Texto base:
+ + +

Os norte-americanos pensavam que seriam recebidos pelo povo como libertadores.
Porém, o povo queria solucionar seus próprios problemas
sem a presença de uma autoridade estrangeira que se instala e se
comporta como uma potência colonizadora. Está crescendo a
resistência tanto dos xiitas, como dos sunitas, enquanto os curdos
insistem em sua independência. As forças armadas estão
perdendo mais homens pela luta da resistência que nas operações
militares. Agora estão descobrindo que terão que manter
uma presença militar forte durante muito tempo e que seu prestígio
na região e no mundo todo está se degradando de forma inevitável.
No Afeganistão, as forças
armadas dos Estados Unidos abandonaram o país à anarquia.
Cada tribo (clã) é quase independente, dirigida por seus
chefes tradicionais e o governo central instalado pela força militar
norte-americana não governa nada.
Pior é a situação em Israel. Bush
tem dado cada vez mais apoio à política agressiva de Sharon.
Israel está se instalando em territórios palestinos e não
respeita nenhum acordo. Em pouco tempo, os palestinos estarão em
seu país como prisioneiros das colônias judaicas. A resposta
somente pode ser uma resistência cada vez mais desesperada. Não
estão deixando outras saídas à juventude palestina
a não ser o suicídio. Preferem suicidar-se matando alguns
israelitas a morrerem sem fazer nada.
A evolução atual parece confirmar a previsão
feita por S. Huntington há uns dez anos, de que o século
XXI seria de confronto entre dois mundos culturais incompatíveis:
o mundo ocidental liderado pelos Estados Unidos e o mundo muçulmano.

+ + +

No texto sobre a presença militar dos Estados Unidos, como está organizada cada tribo no Afeganistão?

[Registros de um conjunto de dados de anotação]
+ + +

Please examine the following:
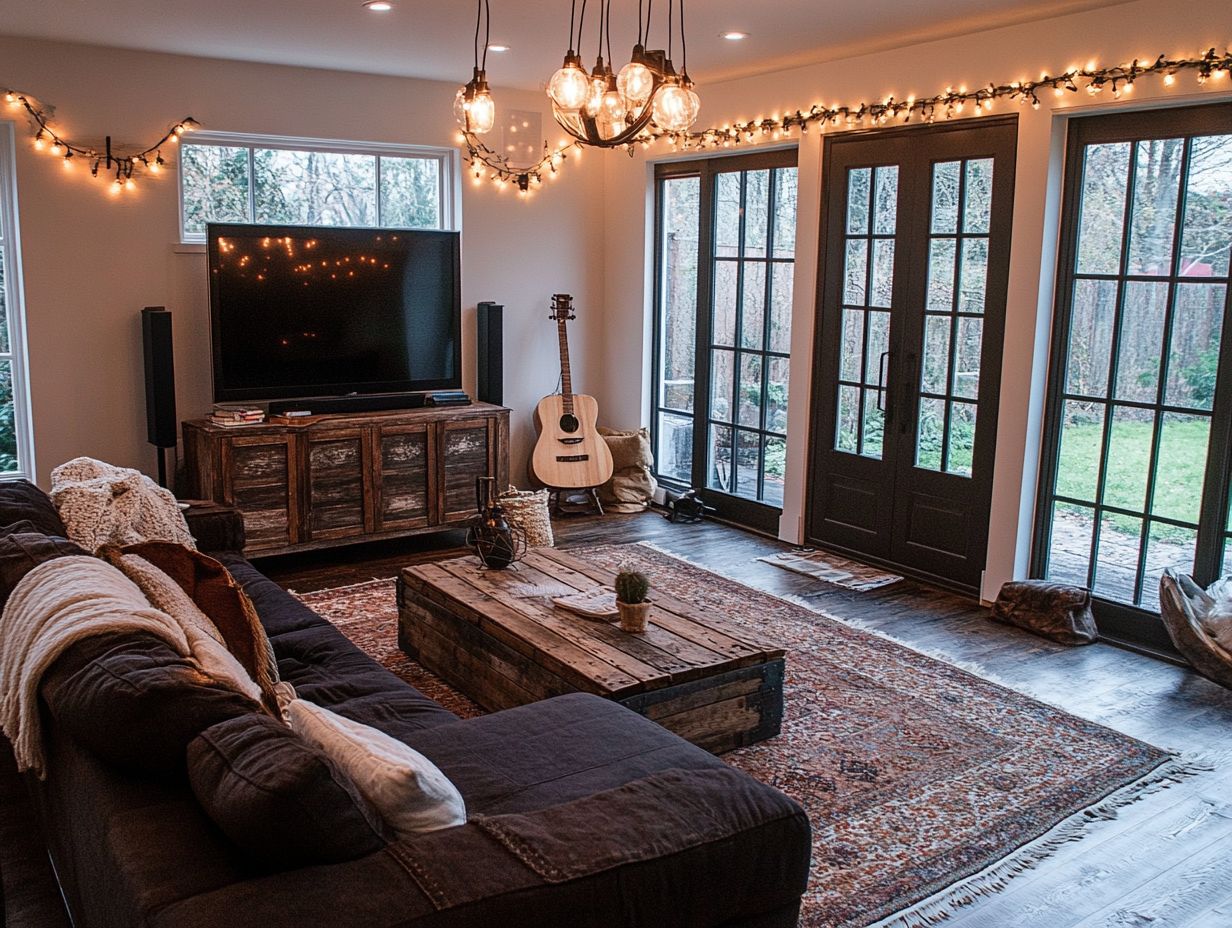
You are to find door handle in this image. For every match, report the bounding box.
[877,351,890,420]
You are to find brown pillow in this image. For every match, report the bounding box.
[41,632,260,778]
[0,526,89,609]
[188,714,386,868]
[121,541,278,705]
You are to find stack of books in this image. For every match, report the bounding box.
[209,403,265,429]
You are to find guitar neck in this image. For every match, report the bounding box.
[556,315,573,415]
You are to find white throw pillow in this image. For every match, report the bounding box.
[286,699,466,837]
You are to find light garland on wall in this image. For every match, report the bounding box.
[461,48,1232,195]
[0,89,198,193]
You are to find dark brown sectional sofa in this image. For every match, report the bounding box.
[0,483,809,928]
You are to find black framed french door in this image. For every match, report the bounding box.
[806,117,1018,589]
[1032,104,1232,653]
[652,149,797,534]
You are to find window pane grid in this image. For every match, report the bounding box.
[180,142,447,240]
[1044,128,1232,610]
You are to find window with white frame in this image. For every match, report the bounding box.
[180,132,457,242]
[0,122,33,478]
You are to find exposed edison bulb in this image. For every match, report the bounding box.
[595,81,626,138]
[616,55,654,110]
[547,55,590,111]
[654,84,700,132]
[453,68,496,136]
[585,68,607,120]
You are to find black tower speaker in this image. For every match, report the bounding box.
[476,303,505,405]
[142,306,179,487]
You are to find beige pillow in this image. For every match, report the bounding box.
[112,553,261,702]
[286,699,466,837]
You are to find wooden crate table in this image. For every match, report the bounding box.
[398,548,785,753]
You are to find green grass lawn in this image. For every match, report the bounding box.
[1057,418,1210,536]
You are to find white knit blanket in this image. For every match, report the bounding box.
[0,556,190,779]
[51,457,196,551]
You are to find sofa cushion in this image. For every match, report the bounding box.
[188,714,384,869]
[42,632,261,776]
[409,693,744,815]
[0,532,87,609]
[0,481,69,537]
[218,552,457,742]
[286,699,466,837]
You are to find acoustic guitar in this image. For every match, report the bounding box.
[531,293,612,489]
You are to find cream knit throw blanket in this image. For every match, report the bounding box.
[51,457,196,552]
[0,556,190,779]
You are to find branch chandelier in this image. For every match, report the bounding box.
[0,89,197,193]
[460,47,1232,193]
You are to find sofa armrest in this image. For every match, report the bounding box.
[184,500,245,552]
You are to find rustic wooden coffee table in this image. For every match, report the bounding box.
[398,548,785,753]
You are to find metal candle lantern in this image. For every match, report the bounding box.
[466,477,526,571]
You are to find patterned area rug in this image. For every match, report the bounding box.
[756,551,903,590]
[295,545,1185,928]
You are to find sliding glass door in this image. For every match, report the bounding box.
[1034,104,1232,651]
[653,150,796,532]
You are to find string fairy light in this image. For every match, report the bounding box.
[461,48,1232,193]
[0,89,198,193]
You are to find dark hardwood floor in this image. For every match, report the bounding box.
[257,513,1232,928]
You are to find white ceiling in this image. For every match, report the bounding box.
[0,0,1125,89]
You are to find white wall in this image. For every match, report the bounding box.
[0,34,602,486]
[599,0,1232,599]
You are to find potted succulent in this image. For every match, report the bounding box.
[615,569,650,635]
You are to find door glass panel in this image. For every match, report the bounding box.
[915,158,993,477]
[843,238,869,306]
[1180,136,1232,277]
[740,354,761,429]
[709,261,739,346]
[1057,399,1105,503]
[652,152,798,529]
[1044,113,1232,623]
[736,429,761,499]
[770,262,796,355]
[945,403,976,477]
[1046,503,1095,587]
[950,315,984,399]
[1168,283,1227,409]
[765,357,790,433]
[931,161,962,235]
[920,315,954,396]
[848,168,872,235]
[1129,138,1185,276]
[962,158,993,235]
[1116,280,1168,403]
[872,164,898,235]
[958,238,988,313]
[928,238,957,313]
[740,261,766,350]
[654,413,692,483]
[654,177,701,483]
[869,238,894,309]
[1066,280,1116,397]
[710,348,736,423]
[1077,142,1131,274]
[839,309,867,382]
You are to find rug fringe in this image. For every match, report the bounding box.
[870,754,1217,928]
[287,577,398,600]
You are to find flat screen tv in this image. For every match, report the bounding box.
[207,223,462,402]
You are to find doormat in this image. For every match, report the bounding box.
[758,548,903,592]
[301,545,1192,928]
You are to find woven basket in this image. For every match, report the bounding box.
[499,486,556,547]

+ + +

Resolução:
Cada tribo é quase independente e é dirigida por seus chefes tradicionais.